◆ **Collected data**
- - - -
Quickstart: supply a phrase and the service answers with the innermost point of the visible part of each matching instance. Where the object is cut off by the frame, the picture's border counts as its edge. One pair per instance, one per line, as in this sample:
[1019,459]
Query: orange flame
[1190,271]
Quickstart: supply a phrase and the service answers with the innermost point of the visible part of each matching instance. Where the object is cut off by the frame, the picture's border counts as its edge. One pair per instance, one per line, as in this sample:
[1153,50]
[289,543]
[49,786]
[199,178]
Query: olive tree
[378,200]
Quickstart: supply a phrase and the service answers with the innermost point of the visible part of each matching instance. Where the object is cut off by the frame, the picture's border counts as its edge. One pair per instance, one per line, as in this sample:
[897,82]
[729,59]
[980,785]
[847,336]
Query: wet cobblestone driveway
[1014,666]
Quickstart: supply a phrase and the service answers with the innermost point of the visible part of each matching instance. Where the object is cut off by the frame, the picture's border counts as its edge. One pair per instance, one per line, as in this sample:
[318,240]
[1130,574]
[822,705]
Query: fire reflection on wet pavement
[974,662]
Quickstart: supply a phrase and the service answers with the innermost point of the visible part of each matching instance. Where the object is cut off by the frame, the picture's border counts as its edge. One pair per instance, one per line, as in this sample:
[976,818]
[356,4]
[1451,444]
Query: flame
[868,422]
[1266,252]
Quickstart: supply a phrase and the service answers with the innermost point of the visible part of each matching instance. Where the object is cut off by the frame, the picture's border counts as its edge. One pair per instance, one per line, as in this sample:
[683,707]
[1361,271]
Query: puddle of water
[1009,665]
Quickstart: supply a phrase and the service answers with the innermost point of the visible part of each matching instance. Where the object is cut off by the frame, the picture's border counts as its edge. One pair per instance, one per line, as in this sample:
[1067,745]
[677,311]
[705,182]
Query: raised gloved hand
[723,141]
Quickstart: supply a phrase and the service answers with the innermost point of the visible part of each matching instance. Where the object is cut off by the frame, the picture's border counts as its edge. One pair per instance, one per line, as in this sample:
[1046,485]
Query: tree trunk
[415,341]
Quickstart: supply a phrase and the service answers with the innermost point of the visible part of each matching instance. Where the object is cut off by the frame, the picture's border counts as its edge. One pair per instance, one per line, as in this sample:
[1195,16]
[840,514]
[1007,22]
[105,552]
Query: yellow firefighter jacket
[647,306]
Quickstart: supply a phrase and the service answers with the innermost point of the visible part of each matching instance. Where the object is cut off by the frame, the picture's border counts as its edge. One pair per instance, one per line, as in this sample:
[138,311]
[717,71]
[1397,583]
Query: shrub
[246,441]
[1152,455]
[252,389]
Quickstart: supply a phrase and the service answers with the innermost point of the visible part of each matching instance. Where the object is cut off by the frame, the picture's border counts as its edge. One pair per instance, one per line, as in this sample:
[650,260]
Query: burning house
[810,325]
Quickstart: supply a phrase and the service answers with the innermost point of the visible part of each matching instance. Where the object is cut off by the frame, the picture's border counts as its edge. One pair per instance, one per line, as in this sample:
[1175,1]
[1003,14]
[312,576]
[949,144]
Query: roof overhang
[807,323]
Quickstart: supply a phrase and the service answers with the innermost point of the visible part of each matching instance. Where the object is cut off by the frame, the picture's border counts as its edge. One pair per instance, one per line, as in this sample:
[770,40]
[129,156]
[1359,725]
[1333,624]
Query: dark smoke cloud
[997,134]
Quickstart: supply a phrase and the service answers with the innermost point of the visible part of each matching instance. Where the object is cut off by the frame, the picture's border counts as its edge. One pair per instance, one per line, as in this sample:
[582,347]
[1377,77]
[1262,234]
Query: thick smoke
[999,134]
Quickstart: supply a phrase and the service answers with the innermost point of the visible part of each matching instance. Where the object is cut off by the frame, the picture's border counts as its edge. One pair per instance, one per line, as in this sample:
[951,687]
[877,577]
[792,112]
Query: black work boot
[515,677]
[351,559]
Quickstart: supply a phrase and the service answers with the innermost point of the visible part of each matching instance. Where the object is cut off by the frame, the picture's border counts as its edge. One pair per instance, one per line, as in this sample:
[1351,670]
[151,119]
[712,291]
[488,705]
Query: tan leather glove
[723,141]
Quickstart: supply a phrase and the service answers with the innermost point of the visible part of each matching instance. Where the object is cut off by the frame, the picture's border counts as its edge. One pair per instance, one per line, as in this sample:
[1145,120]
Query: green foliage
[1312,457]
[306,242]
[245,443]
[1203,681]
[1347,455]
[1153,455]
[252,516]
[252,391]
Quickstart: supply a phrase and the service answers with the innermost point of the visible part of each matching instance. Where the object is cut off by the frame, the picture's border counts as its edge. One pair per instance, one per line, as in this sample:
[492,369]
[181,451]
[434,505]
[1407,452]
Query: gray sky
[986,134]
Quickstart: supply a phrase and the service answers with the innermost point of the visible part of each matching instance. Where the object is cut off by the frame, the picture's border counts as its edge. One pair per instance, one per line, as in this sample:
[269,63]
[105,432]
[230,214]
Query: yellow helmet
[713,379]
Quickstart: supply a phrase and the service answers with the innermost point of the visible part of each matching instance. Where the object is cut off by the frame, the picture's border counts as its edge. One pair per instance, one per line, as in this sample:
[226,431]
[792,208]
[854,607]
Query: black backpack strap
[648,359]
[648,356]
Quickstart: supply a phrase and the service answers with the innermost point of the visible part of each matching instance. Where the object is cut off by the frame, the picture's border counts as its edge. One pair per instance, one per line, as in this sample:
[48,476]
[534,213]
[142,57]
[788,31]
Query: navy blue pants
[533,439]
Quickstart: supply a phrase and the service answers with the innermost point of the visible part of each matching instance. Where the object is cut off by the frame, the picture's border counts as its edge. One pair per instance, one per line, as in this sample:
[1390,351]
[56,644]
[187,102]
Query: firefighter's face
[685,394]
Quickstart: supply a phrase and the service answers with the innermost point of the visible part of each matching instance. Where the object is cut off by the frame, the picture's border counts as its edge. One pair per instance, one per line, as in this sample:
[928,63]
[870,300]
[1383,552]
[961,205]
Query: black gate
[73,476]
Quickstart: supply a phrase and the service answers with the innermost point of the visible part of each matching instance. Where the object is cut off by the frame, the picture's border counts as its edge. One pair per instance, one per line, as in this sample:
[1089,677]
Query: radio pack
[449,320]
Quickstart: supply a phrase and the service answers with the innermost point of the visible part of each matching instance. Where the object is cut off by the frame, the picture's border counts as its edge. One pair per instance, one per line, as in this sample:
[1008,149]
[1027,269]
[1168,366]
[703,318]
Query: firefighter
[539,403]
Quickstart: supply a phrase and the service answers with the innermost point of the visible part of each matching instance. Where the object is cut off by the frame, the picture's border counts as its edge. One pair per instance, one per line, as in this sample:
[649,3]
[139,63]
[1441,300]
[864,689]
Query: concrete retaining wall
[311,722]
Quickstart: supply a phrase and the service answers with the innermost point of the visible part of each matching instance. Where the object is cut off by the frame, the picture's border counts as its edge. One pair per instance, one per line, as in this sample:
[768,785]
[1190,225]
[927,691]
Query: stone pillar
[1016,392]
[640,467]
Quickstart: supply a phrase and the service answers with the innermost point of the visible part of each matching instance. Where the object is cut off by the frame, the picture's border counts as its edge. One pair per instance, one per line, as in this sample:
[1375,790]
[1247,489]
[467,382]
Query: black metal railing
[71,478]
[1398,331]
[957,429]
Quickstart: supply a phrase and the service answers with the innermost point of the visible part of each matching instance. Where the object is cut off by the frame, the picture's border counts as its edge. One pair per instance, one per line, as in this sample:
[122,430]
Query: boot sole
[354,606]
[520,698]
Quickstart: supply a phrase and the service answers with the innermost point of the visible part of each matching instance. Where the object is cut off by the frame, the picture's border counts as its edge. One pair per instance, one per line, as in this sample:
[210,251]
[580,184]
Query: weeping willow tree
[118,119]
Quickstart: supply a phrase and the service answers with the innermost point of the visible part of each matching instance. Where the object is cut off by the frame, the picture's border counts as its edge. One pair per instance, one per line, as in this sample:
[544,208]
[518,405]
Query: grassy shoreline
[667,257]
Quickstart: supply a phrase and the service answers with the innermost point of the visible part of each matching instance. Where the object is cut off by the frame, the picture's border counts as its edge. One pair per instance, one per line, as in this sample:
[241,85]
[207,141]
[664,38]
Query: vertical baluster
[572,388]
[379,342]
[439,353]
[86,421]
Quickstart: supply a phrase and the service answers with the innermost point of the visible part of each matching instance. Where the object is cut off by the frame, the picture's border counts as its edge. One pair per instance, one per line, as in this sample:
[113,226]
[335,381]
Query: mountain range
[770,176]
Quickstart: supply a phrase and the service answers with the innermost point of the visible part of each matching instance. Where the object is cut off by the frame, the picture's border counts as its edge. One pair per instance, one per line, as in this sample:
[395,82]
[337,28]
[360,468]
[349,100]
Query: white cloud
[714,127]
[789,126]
- - - -
Please report only the number of lines in the records that contain the word "tree".

3